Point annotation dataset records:
start

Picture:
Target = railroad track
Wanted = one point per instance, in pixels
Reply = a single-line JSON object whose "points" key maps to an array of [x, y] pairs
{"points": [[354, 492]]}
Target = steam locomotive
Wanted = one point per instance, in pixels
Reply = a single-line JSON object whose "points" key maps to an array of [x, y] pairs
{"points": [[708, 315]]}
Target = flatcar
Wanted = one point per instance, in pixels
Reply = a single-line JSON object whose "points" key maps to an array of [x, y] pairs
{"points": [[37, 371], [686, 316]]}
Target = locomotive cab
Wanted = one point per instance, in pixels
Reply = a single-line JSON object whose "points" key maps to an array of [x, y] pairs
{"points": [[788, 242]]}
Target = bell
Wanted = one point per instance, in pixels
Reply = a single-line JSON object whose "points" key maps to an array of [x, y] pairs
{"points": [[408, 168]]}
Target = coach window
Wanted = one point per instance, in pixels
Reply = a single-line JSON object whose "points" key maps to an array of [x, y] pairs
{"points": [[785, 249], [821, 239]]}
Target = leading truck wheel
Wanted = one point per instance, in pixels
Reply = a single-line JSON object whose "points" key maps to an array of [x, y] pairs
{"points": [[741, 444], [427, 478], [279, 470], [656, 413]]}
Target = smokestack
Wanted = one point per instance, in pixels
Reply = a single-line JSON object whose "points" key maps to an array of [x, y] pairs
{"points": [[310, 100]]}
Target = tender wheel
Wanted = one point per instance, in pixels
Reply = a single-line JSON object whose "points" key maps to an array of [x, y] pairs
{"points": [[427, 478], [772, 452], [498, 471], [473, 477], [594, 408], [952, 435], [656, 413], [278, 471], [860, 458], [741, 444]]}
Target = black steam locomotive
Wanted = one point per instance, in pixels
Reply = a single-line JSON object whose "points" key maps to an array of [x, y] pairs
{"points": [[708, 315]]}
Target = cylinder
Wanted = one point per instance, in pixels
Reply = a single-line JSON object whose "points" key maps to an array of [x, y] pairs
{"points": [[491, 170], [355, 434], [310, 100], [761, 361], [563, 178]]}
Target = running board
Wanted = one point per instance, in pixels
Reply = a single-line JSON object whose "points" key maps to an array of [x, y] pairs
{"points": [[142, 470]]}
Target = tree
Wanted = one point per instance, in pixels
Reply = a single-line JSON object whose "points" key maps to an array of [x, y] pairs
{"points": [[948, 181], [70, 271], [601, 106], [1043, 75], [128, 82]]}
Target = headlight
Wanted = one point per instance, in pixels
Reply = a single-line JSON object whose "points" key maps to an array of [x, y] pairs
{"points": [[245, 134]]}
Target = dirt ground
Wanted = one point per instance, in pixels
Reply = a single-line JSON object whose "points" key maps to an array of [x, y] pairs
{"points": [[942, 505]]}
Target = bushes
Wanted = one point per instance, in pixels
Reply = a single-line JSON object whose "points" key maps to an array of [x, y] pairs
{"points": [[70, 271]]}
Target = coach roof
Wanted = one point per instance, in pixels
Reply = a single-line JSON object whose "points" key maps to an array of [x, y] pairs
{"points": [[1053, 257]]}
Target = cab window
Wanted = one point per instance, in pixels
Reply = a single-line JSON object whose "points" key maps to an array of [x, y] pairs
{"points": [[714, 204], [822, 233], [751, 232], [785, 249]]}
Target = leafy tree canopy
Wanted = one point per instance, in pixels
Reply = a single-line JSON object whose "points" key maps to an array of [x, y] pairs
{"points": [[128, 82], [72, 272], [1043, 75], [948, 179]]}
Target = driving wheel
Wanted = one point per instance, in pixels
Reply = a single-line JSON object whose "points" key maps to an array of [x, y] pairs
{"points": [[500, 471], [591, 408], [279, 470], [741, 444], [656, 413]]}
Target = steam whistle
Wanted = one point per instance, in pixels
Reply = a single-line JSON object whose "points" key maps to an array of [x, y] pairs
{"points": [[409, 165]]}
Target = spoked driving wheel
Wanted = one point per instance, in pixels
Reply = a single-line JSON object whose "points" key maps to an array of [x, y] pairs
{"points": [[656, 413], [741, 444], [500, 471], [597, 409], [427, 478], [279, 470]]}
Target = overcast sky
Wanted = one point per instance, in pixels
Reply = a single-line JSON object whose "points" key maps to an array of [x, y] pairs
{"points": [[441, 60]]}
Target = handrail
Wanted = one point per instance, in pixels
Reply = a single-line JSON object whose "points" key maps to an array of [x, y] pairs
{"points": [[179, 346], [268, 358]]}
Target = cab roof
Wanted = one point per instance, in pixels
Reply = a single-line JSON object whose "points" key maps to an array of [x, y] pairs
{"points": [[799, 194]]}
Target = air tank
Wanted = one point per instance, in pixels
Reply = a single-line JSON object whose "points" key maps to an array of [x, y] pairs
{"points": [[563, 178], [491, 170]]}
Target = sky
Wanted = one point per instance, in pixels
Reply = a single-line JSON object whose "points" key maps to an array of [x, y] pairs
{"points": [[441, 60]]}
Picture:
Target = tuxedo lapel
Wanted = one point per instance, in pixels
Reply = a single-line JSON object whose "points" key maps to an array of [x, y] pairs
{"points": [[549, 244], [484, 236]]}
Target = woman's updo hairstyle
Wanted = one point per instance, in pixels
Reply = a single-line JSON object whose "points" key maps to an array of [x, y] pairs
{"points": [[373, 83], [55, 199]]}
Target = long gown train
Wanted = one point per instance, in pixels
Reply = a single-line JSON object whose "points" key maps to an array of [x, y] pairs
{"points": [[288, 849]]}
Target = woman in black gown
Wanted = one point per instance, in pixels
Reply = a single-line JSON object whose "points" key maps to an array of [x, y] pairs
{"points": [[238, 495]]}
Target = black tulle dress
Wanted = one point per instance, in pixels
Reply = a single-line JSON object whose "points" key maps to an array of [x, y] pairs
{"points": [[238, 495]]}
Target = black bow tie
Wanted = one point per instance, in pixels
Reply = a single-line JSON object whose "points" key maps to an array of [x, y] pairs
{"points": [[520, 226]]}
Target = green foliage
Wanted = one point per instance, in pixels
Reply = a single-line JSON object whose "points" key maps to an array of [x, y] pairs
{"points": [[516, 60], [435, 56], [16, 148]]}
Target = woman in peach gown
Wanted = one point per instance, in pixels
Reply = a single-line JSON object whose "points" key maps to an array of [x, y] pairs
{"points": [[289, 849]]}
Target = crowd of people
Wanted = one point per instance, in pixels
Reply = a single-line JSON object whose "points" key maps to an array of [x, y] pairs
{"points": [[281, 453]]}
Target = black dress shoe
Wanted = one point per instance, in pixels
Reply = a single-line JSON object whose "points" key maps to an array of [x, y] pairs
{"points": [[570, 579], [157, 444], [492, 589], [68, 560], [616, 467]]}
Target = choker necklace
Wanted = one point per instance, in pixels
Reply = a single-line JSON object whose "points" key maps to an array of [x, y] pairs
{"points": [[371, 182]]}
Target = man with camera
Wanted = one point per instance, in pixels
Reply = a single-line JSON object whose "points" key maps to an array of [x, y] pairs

end

EXERCISE DESCRIPTION:
Render the lines of the material, from the line containing "Target = black dress shoe" through the end of the material, inclusive, as a numbered list, leaving out any blank lines.

FINISHED EXERCISE:
1. Target = black dress shoe
2. Wanted = one point per instance, in pixels
3. Reply = a single-line JSON object whose "points" key maps to an array of [x, y] pairs
4. {"points": [[570, 579], [157, 444], [492, 589], [68, 560], [616, 467]]}
5. Target = choker necklace
6. Wanted = one point per instance, in pixels
7. Reply = a single-line JSON object whose "points" key maps to an array of [x, y] pairs
8. {"points": [[371, 182]]}
9. Target = man with camera
10. Wanted = one point per instance, in pixels
11. Reply = a single-line JSON object whose "points" key maps to an array of [x, y] pairs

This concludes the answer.